GitHub - OpenMOSS/sglang

This repository provides SGLang support for the MOSS-TTS Family, covering the following models:

MOSS-TTS (Delay)
MOSS-SoundEffect
MOSS-TTSD v1.0
MOSS-TTSD v0.7

Note: This repository does not include some fuse / request / inference scripts. You can use the external script links in this document directly, or download those scripts separately before running them.

MOSS-TTS (Delay) / MOSS-SoundEffect

Source: MOSS-TTS README

MOSS-TTS (Delay) supports running the fused MOSS-TTS and MOSS-Audio-Tokenizer model with the deeply extended SGLang from OpenMOSS, enabling efficient inference for audio generation.

Single-concurrency end-to-end throughput (measured on RTX 4090): 45 token/s

1) Install SGLang

# 1. Clone the SGLang repository
git clone https://github.com/OpenMOSS/sglang.git

# 2. Install SGLang
pip install -e ./sglang/python[all]

# 3. (Optional) Fix the SGLang CuDNN compatibility error
#    RuntimeError: CRITICAL WARNING: PyTorch 2.9.1 & CuDNN Compatibility Issue Detected
pip install nvidia-cudnn-cu12==9.16.0.29

2) Download the model and tokenizer

huggingface-cli download OpenMOSS-Team/MOSS-TTS --local-dir weights/MOSS-TTS
huggingface-cli download OpenMOSS-Team/MOSS-Audio-Tokenizer --local-dir weights/MOSS-Audio-Tokenizer

3) Fuse the model

Script: scripts/fuse_moss_tts_delay_with_codec.py

python scripts/fuse_moss_tts_delay_with_codec.py \
  --model-path weights/MOSS-TTS \
  --codec-model-path weights/MOSS-Audio-Tokenizer \
  --save-path weights/MOSS-TTS-Delay-With-Codec

If the fused output directory already exists, you can append --overwrite to replace it directly, or confirm the overwrite interactively when prompted.

- [Exercises to complete]:
1/ Rewrite the paragraph of the SGLang repository page that begins "Note: This repository does not include" as a short bulleted list that keeps its main facts.
2/ Summarize the SGLang repository page in two sentences.
3/ Copy the part of the SGLang repository page between "python scripts/fuse_moss_tts_delay_with_codec.py \" and "interactively when prompted.", inclusive.

(Point localization data)

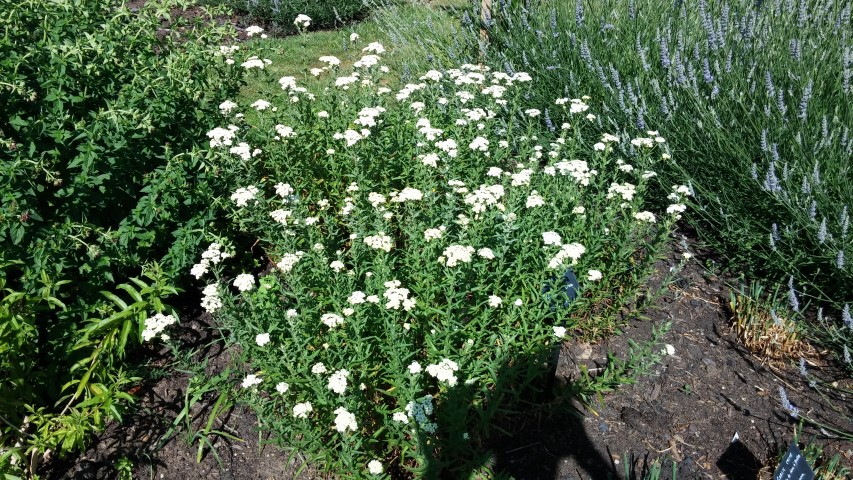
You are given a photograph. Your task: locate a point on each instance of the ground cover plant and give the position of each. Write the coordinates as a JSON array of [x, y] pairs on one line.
[[418, 251], [754, 97], [101, 200]]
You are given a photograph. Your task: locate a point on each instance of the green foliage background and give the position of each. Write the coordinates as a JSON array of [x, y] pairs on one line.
[[101, 115]]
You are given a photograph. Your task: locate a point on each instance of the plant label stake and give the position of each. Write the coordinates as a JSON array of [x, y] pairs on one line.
[[569, 286], [793, 466]]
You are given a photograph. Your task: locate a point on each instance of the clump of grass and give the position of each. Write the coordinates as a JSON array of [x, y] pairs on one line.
[[766, 330]]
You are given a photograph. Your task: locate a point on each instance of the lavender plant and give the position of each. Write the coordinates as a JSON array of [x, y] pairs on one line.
[[415, 244], [755, 97]]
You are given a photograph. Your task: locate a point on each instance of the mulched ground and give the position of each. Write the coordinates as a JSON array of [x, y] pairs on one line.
[[687, 409]]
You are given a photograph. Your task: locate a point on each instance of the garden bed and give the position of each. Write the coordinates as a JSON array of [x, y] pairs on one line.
[[687, 410]]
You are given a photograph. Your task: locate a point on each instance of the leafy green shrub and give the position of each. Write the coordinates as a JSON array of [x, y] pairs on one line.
[[418, 243], [279, 15], [95, 102], [754, 96]]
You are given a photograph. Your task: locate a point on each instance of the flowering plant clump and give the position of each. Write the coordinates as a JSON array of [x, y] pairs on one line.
[[394, 229]]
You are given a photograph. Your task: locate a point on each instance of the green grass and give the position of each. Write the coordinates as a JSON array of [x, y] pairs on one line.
[[295, 55]]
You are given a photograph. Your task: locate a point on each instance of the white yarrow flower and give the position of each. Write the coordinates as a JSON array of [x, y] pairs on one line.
[[251, 380], [262, 339], [244, 282]]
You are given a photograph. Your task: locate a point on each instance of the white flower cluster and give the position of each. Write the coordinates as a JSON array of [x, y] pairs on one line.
[[420, 409], [255, 62], [225, 108], [407, 194], [571, 251], [210, 300], [262, 339], [284, 131], [244, 151], [330, 60], [398, 297], [434, 233], [578, 169], [227, 51], [368, 115], [244, 282], [380, 241], [449, 147], [260, 104], [251, 380], [625, 190], [302, 21], [242, 196], [155, 325], [332, 320], [281, 216], [647, 217], [344, 420], [456, 254], [374, 467], [338, 381], [522, 177], [213, 255], [366, 61], [288, 261], [577, 105], [222, 136], [253, 30], [444, 371]]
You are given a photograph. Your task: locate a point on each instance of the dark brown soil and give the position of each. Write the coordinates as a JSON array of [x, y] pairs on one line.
[[687, 409]]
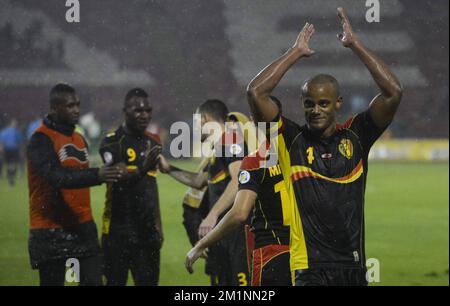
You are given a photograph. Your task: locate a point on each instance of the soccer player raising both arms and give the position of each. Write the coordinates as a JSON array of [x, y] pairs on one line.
[[325, 164]]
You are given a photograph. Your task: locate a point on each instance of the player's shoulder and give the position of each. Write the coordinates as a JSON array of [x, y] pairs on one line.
[[230, 138], [154, 137]]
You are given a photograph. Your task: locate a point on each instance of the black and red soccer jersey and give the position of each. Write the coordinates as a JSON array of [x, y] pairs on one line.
[[227, 259], [130, 205], [229, 149], [326, 180]]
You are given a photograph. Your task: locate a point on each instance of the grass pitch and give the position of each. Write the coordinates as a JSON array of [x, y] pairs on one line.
[[407, 216]]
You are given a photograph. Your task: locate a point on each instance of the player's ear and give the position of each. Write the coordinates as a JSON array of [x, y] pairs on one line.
[[339, 102]]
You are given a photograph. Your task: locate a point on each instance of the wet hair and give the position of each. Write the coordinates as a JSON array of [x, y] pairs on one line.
[[321, 79], [214, 108], [59, 93], [135, 92]]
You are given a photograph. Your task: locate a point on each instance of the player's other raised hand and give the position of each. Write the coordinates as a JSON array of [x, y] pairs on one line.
[[195, 253], [302, 42], [347, 37], [152, 156]]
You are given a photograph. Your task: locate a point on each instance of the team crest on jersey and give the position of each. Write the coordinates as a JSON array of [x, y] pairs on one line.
[[71, 151], [244, 177], [235, 149], [346, 148]]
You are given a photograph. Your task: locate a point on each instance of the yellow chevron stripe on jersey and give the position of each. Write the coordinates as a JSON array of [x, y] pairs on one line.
[[300, 172]]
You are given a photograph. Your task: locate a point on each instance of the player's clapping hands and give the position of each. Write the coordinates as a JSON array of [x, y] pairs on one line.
[[347, 37]]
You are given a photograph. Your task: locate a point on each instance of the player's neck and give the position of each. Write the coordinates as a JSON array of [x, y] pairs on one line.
[[326, 133]]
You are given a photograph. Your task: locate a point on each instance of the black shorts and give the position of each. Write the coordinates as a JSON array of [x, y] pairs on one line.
[[336, 276], [12, 156], [49, 245], [270, 266], [122, 255], [231, 257]]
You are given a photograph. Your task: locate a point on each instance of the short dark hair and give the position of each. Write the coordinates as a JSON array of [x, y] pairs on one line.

- [Written answers]:
1/
- Some fuse, request, and inference scripts are not included in this repository.
- You can use the external script links in the document directly.
- You can also download those scripts separately before running them.

2/ This repository provides SGLang support for the MOSS-TTS Family, which covers MOSS-TTS (Delay), MOSS-SoundEffect, MOSS-TTSD v1.0, and MOSS-TTSD v0.7. For MOSS-TTS (Delay), which reaches 45 token/s single-concurrency end-to-end throughput on an RTX 4090, the steps are to install SGLang, download the model and tokenizer, and fuse them with the scripts/fuse_moss_tts_delay_with_codec.py script.

3/
python scripts/fuse_moss_tts_delay_with_codec.py \
  --model-path weights/MOSS-TTS \
  --codec-model-path weights/MOSS-Audio-Tokenizer \
  --save-path weights/MOSS-TTS-Delay-With-Codec

If the fused output directory already exists, you can append --overwrite to replace it directly, or confirm the overwrite interactively when prompted.